### LIST OF TASKS
1) From the passage about Metekhi Church, echo the words starting with "The Metekhi church" and going on through "the 5th century.".
2) List every number written out as a word in the Description section of the Metekhi Church text.
3) Finish out the next part of the Metekhi Church text, picking up after its final sentence.

The Metekhi church of the Nativity of the Mother of God (მეტეხის ღვთისმშობლის შობის ტაძარი), known simply as Metekhi, is a Georgian Orthodox Christian church located on the left bank of the river Kura. It sits on the Metekhi Cliff opposite the old town of Tbilisi, Georgia. Much of the existing structure dates back to the Middle Ages and was built between 1278 and 1289 AD under the reign of King Demetrius II of Georgia, although oral tradition traces Metekhi's origins further to the 5th century.

== Description ==
Following a tradition in Georgian architecture of harmonious relationship of temples with the surrounding natural landscape, Metekhi Church was built to look like a growing continuation of the cliff, visible from many city points. The cross-in-square church occupies an area of 20 × 16 meters and is somewhat prolonged vertically. Eastern facade has three convex apses, with central apse being the largest. Nothing similar is known among the churches of 11-13th centuries, which makes it rather unique. The dome with tholobate is internally held by four pillars, which is also a more archaic feature (two pillars after 11th century), as well as semicircular projections on pillars. They were renovated in 16-17th centuries.

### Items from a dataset
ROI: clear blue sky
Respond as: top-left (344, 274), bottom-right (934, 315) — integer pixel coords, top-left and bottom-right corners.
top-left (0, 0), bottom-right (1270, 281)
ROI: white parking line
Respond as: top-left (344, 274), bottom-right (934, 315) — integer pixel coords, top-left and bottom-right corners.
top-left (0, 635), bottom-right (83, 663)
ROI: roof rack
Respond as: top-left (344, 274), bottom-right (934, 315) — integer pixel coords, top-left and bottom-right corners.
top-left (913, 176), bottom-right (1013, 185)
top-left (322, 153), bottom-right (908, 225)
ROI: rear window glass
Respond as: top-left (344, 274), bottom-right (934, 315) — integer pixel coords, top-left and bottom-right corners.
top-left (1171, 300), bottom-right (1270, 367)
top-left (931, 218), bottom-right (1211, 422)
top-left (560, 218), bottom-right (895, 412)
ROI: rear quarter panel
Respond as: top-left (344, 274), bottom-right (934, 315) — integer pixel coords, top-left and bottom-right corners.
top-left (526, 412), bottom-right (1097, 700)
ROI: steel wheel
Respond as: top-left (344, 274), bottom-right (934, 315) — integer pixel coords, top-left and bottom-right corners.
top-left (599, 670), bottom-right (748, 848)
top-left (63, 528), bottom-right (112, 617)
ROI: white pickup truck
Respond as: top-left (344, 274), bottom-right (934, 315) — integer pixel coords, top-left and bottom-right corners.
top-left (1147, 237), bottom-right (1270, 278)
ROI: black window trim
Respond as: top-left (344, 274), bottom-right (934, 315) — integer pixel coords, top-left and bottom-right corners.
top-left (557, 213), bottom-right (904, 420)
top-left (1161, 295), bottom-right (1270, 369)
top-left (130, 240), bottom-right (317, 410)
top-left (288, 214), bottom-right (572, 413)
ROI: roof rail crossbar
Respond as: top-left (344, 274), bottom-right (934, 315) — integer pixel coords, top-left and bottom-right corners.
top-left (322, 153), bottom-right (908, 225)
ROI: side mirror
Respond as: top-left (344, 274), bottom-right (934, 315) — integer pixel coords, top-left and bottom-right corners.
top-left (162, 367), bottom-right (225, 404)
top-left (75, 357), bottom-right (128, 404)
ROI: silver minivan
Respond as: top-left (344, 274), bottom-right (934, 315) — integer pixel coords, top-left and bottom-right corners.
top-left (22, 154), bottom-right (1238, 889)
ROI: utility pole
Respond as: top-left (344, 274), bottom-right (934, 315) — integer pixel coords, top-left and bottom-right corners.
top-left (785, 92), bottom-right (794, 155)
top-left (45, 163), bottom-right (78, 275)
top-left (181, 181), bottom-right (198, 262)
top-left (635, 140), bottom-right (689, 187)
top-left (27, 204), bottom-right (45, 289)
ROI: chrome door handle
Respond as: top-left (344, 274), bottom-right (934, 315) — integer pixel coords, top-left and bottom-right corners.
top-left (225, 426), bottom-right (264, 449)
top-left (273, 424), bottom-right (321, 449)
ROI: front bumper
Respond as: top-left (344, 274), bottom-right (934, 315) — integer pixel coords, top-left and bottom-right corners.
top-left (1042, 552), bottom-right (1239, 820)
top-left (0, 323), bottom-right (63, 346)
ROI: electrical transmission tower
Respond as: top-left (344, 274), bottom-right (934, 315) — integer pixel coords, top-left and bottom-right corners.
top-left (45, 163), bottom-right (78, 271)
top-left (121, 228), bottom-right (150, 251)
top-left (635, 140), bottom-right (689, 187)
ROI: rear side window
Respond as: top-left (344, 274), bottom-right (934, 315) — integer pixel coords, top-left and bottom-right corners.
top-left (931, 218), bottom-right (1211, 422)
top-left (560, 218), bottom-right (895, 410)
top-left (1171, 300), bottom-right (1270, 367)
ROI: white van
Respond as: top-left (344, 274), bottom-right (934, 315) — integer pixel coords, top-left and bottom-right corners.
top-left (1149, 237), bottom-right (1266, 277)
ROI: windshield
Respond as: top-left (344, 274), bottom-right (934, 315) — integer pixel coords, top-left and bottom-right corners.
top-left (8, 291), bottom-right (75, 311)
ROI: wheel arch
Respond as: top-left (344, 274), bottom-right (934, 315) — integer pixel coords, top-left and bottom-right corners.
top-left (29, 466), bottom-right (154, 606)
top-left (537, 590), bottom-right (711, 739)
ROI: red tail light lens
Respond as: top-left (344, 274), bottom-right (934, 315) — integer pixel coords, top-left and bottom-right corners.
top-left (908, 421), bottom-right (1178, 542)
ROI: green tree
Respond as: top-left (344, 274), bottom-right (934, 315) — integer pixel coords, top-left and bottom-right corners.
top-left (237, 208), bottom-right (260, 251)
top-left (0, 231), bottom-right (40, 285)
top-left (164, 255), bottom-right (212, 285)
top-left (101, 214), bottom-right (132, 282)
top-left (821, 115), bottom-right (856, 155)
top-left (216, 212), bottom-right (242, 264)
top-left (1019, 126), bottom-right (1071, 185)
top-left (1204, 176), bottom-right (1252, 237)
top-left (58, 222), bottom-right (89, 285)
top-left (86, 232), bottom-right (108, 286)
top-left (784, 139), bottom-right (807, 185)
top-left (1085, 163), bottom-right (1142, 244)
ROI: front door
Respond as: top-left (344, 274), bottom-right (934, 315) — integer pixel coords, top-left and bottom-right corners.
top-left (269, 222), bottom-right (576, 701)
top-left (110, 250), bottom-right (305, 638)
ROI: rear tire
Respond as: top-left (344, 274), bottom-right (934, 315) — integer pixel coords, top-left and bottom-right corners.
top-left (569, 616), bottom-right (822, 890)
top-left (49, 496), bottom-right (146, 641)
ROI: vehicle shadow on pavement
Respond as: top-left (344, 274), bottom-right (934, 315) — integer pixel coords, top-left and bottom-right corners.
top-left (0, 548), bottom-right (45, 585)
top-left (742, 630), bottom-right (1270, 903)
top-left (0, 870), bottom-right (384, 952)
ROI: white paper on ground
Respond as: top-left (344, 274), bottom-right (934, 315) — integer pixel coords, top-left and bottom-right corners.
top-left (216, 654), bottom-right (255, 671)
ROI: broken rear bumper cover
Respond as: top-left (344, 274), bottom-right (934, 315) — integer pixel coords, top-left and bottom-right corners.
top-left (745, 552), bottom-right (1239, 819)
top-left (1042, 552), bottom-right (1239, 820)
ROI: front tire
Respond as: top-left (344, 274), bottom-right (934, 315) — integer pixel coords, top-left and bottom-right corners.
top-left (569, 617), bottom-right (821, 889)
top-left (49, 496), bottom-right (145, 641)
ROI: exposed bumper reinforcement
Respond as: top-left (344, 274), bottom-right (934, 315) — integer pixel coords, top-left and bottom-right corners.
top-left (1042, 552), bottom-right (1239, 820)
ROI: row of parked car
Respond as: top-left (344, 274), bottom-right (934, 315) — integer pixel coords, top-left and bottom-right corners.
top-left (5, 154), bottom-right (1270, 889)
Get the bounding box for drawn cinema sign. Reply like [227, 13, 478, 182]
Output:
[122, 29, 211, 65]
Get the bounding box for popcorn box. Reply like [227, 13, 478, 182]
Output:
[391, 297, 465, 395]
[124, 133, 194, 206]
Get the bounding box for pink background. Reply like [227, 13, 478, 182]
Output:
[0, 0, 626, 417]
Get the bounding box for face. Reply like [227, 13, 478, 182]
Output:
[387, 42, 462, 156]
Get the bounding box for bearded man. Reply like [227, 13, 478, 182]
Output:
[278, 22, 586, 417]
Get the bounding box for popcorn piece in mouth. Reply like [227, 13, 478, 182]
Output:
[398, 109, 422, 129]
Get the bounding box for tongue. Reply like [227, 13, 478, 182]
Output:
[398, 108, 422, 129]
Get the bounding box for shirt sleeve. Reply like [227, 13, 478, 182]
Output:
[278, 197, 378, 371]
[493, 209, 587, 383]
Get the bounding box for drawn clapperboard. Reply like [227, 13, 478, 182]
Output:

### ANSWERS PER TASK
1)
The Metekhi church of the Nativity of the Mother of God (მეტეხის ღვთისმშობლის შობის ტაძარი), known simply as Metekhi, is a Georgian Orthodox Christian church located on the left bank of the river Kura. It sits on the Metekhi Cliff opposite the old town of Tbilisi, Georgia. Much of the existing structure dates back to the Middle Ages and was built between 1278 and 1289 AD under the reign of King Demetrius II of Georgia, although oral tradition traces Metekhi's origins further to the 5th century.

2) three, four, two

3)
Pointed arches under the dome date back to the 16-17th centuries. The tholobate was damaged by lightning in the 17th century and restored in 18th. The church has a portal on the northern side, with stairs and entrance from the east. The portal also had a western entrance, which is no longer in existence. Position of the portal in the central part of the wall, rather than in the western part, is also not typical for the 11th-12th century architecture.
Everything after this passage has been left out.